▸ **SHORT TASK**: Set down exactly the lines running from the line with "indicate the chest" to the end of the listing below, both ends included.

▬▬▬▬▬▬

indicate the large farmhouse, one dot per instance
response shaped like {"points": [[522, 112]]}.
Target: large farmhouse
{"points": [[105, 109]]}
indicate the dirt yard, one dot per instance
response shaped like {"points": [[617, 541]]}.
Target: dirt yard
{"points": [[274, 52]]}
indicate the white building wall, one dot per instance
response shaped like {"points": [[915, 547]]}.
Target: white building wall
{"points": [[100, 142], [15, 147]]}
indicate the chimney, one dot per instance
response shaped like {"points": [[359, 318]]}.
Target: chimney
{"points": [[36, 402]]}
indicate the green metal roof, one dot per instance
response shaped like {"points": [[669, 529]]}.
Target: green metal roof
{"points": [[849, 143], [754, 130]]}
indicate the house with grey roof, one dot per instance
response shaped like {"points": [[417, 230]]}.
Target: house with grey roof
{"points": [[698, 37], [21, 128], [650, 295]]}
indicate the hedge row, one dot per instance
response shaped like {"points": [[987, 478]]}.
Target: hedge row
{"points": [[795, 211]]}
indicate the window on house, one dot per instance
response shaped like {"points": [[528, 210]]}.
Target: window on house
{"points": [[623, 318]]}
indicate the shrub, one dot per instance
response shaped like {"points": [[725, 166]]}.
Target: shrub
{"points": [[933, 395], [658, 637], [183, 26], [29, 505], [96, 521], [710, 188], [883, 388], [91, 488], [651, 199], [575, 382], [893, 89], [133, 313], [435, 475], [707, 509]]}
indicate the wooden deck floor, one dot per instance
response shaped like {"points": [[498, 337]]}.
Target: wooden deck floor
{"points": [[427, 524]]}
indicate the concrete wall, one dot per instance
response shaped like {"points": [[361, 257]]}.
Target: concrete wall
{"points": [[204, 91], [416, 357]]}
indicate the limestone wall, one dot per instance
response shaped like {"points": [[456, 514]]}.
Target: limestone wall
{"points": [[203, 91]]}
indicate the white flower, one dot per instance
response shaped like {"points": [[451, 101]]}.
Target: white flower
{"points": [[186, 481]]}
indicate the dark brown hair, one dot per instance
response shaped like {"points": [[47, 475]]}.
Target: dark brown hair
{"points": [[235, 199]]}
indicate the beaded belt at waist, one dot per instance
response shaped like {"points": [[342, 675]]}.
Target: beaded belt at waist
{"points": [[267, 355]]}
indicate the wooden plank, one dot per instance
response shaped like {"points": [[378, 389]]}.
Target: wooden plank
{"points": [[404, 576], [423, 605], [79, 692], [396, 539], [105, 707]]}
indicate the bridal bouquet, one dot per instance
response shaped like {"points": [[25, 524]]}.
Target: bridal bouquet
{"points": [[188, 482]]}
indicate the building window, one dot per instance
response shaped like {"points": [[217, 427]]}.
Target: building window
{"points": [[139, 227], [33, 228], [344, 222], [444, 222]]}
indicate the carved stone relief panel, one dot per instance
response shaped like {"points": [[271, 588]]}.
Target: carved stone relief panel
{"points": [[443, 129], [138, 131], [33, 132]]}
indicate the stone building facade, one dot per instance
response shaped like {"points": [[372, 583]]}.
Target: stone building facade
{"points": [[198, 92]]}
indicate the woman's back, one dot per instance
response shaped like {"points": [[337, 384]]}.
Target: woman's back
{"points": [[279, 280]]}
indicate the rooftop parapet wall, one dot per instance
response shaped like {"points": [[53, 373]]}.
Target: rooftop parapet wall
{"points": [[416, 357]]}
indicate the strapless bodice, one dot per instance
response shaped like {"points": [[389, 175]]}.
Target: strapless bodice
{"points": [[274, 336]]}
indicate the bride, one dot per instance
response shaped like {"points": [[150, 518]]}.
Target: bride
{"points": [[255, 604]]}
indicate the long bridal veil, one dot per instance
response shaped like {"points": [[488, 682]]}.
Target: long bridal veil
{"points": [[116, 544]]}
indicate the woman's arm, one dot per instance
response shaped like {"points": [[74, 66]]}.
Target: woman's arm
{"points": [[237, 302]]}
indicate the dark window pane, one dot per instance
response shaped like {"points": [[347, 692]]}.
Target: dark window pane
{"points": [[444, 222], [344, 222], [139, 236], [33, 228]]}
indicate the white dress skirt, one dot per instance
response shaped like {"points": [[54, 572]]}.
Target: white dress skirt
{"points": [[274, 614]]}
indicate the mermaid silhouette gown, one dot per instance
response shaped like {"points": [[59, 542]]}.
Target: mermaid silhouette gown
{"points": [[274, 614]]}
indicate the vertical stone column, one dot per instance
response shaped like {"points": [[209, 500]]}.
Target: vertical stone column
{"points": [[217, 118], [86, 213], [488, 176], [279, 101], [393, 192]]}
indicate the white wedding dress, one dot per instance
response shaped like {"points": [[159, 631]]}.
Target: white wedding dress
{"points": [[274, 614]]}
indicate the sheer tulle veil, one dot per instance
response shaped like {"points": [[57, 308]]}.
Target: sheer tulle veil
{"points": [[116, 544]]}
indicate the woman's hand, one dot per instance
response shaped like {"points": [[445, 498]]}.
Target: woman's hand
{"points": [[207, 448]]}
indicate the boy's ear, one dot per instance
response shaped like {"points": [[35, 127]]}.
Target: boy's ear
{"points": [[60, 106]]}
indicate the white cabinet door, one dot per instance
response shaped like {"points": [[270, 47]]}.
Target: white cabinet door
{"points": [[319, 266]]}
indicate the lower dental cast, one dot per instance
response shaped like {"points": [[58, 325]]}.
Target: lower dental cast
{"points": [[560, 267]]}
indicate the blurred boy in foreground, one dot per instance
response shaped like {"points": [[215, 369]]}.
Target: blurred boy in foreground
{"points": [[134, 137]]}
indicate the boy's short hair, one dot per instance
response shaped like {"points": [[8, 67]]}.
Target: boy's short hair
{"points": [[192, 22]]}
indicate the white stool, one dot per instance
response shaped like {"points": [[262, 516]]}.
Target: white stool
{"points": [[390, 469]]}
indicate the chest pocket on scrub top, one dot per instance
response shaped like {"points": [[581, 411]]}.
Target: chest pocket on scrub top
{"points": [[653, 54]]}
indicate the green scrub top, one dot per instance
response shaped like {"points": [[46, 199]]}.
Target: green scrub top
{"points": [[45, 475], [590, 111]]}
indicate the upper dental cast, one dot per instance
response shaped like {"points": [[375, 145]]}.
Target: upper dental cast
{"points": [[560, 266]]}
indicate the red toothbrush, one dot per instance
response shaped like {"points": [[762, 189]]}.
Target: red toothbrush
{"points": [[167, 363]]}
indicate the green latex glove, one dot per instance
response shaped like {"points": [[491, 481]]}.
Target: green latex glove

▬▬▬▬▬▬

▸ **SOLUTION TO THIS PROBLEM**:
indicate the chest pocket on scrub top, one dot per instance
response shaped like {"points": [[581, 411]]}.
Target: chest pocket on scrub top
{"points": [[653, 54]]}
indicate the green scrub top, one dot per instance
response shaped like {"points": [[46, 199]]}.
Target: green scrub top
{"points": [[45, 475], [590, 111]]}
indicate the upper dental cast, one dot per instance
response shaped like {"points": [[375, 145]]}.
Target: upper dental cast
{"points": [[560, 266]]}
indicate the red toothbrush, one dot per instance
response shaped like {"points": [[762, 189]]}.
Target: red toothbrush
{"points": [[167, 363]]}
indicate the green latex glove, one dot per instance
response shaped like {"points": [[491, 481]]}.
Target: green latex glove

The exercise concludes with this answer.